Study Finds That Time Does Not Mend a Broken Heart

Broken hearts
View of padlocks, placed there by lovers, on the Pont de l'Archeveche bridge near Notre Dame on the Seine river in Paris September 13, 2010. Charles Platiau/Reuters

In contrast to the old adage, time does not mend a broken heart, according to a new study by medics at the University of Aberdeen.

Acute stress-induced cardiomyopathy, also known as 'broken heart syndrome', a condition triggered by major stress or trauma such as bereavements, accidents or divorce, was previously thought to improve over time as electrical imbalances in the heart stabilized.

However, a new study pioneered by Dr Dana Dawson, a senior lecturer in cardiovascular medicine at Aberdeen University, has found that when researchers followed patients over a period of four months after they experienced the condition, the heart did not heal as spontaneously as they originally thought.

"The general belief was this condition was recovering itself very rapidly, but this was obviously not the case when we investigated in greater detail," Dawson said.

The condition, first identified in Japan in 1990 and which mostly affects women, causes chest pains similar to a heart attack. However, when the patient's coronary arteries are investigated, whilst the heart muscles appear weakened, no actual blockage is found.

"Although they haven't had a heart attack, they are still at high risk and in-hospital mortality after they are admitted is similar to a heart attack. Patients can go downhill very quickly and electrical instability in the heart can develop," says Dawson.

"The usual test for heart function is an echocardiogram (Echo) test and when we conduct this it shows that the heart is back to normal," she continued.

ENTRIES SUPPLIED.
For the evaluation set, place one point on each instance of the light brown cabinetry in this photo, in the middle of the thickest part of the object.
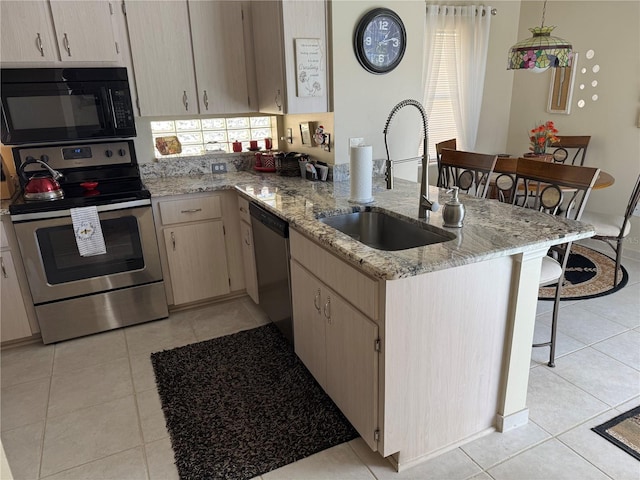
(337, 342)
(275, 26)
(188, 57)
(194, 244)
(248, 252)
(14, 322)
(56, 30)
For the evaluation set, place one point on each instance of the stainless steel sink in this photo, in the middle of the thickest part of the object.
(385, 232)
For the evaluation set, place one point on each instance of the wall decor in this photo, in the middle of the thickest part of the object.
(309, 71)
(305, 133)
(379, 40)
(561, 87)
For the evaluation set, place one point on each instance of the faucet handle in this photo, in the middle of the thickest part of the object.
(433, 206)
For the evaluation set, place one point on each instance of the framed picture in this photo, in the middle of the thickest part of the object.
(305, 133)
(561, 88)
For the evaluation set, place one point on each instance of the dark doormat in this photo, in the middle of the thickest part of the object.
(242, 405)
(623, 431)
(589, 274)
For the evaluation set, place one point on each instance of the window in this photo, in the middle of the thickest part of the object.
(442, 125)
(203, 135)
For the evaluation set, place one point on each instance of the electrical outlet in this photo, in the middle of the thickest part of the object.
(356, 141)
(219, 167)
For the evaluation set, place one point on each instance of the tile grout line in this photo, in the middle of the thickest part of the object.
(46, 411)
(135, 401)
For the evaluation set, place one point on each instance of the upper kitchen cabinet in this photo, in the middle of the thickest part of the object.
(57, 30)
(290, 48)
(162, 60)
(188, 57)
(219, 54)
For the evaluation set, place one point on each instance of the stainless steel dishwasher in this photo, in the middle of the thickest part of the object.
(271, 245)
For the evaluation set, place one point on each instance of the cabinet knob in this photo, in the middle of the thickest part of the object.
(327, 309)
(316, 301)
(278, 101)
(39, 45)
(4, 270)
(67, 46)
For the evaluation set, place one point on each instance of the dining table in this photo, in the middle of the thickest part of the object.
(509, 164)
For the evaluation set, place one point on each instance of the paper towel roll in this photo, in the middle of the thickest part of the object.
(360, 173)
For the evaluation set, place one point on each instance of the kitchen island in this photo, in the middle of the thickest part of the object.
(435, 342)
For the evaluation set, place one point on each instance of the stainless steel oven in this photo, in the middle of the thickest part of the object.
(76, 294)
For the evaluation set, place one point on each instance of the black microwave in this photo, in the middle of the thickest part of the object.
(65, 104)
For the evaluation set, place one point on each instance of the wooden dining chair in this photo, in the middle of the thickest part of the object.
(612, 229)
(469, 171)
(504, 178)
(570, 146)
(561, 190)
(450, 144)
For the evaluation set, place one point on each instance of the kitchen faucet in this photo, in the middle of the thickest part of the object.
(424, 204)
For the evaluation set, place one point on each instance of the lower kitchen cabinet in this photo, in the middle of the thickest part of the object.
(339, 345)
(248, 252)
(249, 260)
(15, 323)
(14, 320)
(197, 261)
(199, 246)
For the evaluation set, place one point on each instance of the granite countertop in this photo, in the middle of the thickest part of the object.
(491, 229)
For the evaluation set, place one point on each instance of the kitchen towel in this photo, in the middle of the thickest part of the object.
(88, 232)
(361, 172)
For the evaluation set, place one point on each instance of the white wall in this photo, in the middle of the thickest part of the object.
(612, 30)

WORK REQUEST 1. Reproduce the passage of the broken heart study article starting with "In contrast to" and going on through "the heart stabilized.".
WORK REQUEST 2. Rewrite the paragraph of the broken heart study article that begins "The condition, first identified in Japan" as a brief list that keeps its main facts.
WORK REQUEST 3. List the examples of major stress or trauma that the broken heart study article says can trigger broken heart syndrome.
Work only from the article on the broken heart study, not from the records.

YOUR SOLUTION 1.
In contrast to the old adage, time does not mend a broken heart, according to a new study by medics at the University of Aberdeen.

Acute stress-induced cardiomyopathy, also known as 'broken heart syndrome', a condition triggered by major stress or trauma such as bereavements, accidents or divorce, was previously thought to improve over time as electrical imbalances in the heart stabilized.

YOUR SOLUTION 2.
- First identified in Japan in 1990
- Mostly affects women
- Causes chest pains similar to a heart attack
- Examination of the coronary arteries shows weakened heart muscles but no actual blockage

YOUR SOLUTION 3.
- Bereavements
- Accidents
- Divorce